Excerto selecionado
* * *

O valor não está na banana nem no conceito, está no mecanismo de certificação, legitimação e fixação de preços operado por um conluio elitista de galeristas, curadores, coleccionadores, artistas consagrados, críticos e especialistas. É por isso que os artistas “emergentes” são capazes de matar para serem seleccionados para estarem presentes nas galerias de prestígio, na Art Basel, na Documenta de Kassel ou na Bienal de Veneza – sabem que uma vez “homologados” por estas instâncias, tudo lhes será permitido e tudo o que toquem se transformará em arte. Talvez isto ajude a explicar a ferocidade da polémica em torno da selecção dos representantes portugueses na edição de 2022 da Bienal de Veneza (um evento que Sanguinetti rotula de “nauseabundo e mortificante”).

* * *

O que produzir
No excerto sobre o mercado da arte, com que palavras Sanguinetti descreve a Bienal de Veneza?

* * *

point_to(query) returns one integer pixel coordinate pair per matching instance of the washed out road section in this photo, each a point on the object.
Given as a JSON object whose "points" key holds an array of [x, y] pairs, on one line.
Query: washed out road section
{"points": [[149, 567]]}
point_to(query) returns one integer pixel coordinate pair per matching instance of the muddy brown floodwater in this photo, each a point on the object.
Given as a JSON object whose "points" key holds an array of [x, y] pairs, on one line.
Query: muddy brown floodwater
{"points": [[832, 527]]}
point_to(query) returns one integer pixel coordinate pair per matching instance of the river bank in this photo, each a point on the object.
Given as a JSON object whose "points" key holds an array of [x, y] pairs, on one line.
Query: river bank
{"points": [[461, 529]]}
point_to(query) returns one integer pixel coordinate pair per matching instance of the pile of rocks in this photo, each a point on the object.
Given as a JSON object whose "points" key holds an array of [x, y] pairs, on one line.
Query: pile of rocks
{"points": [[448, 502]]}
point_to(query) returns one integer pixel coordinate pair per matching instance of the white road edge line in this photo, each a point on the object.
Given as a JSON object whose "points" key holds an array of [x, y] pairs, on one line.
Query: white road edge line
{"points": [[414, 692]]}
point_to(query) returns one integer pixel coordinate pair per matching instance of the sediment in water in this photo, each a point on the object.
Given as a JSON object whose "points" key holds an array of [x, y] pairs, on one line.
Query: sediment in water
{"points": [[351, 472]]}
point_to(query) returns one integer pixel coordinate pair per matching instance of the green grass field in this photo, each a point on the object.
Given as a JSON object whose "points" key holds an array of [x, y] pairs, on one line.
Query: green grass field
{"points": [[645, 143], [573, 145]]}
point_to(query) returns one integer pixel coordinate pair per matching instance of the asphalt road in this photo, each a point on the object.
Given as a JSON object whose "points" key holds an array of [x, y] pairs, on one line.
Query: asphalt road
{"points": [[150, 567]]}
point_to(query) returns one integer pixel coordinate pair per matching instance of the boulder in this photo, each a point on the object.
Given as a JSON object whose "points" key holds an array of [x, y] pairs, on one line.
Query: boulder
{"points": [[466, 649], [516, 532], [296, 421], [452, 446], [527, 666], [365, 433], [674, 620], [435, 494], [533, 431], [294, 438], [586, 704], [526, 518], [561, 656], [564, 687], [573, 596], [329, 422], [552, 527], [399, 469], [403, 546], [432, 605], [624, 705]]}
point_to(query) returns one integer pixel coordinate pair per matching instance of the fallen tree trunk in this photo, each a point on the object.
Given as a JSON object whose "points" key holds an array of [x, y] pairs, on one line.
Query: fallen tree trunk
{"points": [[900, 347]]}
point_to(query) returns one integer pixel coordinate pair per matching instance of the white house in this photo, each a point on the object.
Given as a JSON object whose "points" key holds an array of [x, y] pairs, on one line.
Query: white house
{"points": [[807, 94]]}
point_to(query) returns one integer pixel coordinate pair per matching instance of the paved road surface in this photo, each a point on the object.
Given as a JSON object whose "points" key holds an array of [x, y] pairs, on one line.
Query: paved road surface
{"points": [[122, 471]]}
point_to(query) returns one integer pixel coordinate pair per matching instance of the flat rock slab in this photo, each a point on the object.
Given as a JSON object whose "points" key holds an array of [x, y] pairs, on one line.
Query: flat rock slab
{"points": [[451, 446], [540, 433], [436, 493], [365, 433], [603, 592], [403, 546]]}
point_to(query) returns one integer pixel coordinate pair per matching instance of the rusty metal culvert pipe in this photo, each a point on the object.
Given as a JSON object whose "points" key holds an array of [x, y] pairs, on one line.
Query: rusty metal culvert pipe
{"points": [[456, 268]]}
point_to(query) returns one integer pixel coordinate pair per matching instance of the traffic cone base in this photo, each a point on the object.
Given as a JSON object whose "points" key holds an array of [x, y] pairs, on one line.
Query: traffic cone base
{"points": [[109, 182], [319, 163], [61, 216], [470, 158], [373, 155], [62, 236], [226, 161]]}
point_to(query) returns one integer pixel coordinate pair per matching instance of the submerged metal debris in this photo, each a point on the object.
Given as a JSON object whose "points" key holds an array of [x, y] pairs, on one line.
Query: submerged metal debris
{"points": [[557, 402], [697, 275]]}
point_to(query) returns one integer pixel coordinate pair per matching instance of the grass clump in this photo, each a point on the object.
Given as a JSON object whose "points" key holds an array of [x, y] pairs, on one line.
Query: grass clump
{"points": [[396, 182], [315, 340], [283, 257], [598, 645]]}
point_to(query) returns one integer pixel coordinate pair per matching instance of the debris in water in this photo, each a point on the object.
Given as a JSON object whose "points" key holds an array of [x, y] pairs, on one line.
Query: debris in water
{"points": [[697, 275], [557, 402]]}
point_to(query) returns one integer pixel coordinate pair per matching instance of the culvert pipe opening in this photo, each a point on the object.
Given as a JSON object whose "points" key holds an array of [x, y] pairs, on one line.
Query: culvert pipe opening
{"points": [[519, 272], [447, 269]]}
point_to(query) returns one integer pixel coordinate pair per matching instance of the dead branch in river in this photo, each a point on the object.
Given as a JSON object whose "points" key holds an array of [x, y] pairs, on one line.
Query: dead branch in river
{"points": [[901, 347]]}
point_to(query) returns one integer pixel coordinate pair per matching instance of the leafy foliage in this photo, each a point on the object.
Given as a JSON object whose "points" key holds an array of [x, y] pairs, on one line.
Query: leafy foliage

* * *

Resposta final
Ele a descreve como um evento "nauseabundo e mortificante".